-- start Records supplied --

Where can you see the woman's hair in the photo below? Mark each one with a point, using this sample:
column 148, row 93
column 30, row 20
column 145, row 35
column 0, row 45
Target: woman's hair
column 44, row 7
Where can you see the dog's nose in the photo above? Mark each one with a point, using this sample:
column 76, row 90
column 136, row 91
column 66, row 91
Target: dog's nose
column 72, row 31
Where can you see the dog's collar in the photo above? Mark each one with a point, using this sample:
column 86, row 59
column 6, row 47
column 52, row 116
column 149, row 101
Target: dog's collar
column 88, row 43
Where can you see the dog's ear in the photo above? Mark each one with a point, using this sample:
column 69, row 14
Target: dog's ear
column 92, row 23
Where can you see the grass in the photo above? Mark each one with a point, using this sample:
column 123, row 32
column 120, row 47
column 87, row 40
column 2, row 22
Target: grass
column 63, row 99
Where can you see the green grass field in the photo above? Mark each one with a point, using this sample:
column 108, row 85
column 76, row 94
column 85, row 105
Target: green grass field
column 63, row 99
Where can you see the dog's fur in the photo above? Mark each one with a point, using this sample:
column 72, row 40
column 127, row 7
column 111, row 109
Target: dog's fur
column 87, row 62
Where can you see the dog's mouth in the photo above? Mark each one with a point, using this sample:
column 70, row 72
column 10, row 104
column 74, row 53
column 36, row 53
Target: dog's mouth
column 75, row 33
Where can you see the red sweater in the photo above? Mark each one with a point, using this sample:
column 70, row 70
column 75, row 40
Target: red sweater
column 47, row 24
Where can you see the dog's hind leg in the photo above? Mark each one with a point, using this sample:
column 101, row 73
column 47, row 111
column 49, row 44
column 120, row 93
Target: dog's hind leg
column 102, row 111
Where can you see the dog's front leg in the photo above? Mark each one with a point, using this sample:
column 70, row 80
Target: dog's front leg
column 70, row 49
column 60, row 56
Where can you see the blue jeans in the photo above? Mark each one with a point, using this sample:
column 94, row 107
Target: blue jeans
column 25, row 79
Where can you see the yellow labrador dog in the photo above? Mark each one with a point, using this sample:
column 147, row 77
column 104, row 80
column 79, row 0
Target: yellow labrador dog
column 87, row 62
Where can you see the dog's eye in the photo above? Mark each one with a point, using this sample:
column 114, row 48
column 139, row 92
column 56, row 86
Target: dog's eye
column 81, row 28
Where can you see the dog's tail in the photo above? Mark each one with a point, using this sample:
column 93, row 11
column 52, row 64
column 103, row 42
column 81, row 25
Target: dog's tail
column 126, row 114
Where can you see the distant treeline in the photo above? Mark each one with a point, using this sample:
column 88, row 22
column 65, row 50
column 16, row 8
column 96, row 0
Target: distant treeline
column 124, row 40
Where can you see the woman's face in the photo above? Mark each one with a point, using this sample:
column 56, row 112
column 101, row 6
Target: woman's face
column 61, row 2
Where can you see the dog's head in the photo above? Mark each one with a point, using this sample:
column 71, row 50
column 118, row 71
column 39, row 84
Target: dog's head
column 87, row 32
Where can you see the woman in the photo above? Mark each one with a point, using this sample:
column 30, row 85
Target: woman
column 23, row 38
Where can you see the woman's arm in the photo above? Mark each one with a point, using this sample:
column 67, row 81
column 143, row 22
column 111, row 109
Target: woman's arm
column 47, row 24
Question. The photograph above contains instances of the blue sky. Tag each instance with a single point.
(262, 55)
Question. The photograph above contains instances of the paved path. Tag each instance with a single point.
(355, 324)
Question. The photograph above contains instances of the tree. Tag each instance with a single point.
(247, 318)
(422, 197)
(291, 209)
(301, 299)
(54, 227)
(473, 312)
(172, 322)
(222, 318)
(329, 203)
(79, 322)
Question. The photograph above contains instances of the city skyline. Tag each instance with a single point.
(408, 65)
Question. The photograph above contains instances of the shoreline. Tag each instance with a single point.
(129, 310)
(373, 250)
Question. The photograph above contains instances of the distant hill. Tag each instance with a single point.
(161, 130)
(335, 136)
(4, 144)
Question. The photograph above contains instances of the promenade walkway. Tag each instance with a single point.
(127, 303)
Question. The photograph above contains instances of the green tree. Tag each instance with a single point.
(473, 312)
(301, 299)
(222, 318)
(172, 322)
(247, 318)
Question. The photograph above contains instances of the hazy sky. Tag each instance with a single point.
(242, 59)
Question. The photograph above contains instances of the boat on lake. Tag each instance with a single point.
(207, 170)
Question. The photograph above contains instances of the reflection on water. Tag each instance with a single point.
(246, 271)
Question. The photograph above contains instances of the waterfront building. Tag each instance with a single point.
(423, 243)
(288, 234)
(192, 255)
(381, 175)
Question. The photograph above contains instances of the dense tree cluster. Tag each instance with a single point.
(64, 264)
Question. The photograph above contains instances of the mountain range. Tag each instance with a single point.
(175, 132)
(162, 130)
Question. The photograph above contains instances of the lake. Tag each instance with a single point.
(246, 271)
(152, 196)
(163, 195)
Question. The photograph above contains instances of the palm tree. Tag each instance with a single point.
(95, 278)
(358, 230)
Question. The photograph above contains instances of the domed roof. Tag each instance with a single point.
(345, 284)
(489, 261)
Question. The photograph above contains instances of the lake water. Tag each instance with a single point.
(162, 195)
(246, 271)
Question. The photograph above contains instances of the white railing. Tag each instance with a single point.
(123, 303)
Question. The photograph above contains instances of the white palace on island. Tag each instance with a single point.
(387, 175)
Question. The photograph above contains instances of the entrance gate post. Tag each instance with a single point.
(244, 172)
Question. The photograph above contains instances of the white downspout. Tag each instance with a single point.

-- end Records supplied --

Copy word for word the lines of the data above, beginning with the line that contains "Where can you see the dog's hind" and continuing through the line that contains "column 81, row 28", with both of those lines included.

### Answer to this task
Where can you see the dog's hind leg in the photo above? Mark each one with a point, using this sample:
column 101, row 73
column 47, row 111
column 49, row 44
column 120, row 93
Target: dog's hind leg
column 102, row 111
Where can you see the dog's front leg in the photo above? Mark each one with a point, using this sample:
column 70, row 80
Target: dog's front leg
column 70, row 49
column 60, row 56
Where can you see the blue jeans in the photo above? Mark each one with a point, using this sample:
column 94, row 107
Target: blue jeans
column 25, row 79
Where can you see the yellow labrador dog in the photo above? Mark each one with a point, using this sample:
column 147, row 77
column 104, row 80
column 79, row 0
Target: yellow labrador dog
column 87, row 62
Where can you see the dog's eye in the photo above? Mark each one with a point, using this sample:
column 114, row 48
column 139, row 92
column 56, row 86
Target: dog's eye
column 81, row 28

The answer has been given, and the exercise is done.